— ASSIGNED TASK —
Where does the word "query" show up in the data? Please find each such line and copy it.

[Dataset excerpts]
-=-=-
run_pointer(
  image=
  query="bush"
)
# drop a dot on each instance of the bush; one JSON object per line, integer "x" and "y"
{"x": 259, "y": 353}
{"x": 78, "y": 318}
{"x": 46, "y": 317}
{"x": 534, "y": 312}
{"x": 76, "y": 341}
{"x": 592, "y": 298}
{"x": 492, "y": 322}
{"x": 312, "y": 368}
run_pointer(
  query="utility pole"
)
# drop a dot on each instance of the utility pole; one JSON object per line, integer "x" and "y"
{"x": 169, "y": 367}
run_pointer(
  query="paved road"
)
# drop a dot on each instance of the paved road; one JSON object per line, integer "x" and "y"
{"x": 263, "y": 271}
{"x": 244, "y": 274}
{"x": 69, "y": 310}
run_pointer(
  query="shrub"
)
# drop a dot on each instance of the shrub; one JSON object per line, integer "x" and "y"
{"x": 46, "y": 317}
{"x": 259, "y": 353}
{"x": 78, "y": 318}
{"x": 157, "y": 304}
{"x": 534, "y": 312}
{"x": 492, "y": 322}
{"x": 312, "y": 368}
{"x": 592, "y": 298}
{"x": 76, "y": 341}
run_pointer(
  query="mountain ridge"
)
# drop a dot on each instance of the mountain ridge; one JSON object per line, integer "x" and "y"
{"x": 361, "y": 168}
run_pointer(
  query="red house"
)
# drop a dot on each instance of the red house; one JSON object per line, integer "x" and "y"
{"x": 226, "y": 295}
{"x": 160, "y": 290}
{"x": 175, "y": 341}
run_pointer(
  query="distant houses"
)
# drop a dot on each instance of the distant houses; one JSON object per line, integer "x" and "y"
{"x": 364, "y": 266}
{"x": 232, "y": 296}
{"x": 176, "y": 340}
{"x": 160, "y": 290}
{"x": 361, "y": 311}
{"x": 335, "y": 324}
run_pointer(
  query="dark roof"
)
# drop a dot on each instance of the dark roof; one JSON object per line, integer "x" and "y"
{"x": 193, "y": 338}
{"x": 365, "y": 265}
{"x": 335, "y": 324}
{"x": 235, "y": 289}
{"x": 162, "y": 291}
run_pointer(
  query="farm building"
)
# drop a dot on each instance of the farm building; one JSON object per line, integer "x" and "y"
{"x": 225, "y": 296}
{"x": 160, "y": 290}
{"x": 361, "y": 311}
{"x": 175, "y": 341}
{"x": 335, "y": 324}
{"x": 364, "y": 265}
-=-=-
— TASK OUTPUT —
  query="bush"
  query="utility pole"
  query="paved road"
  query="shrub"
  query="mountain ridge"
  query="red house"
  query="distant houses"
  query="dark roof"
  query="farm building"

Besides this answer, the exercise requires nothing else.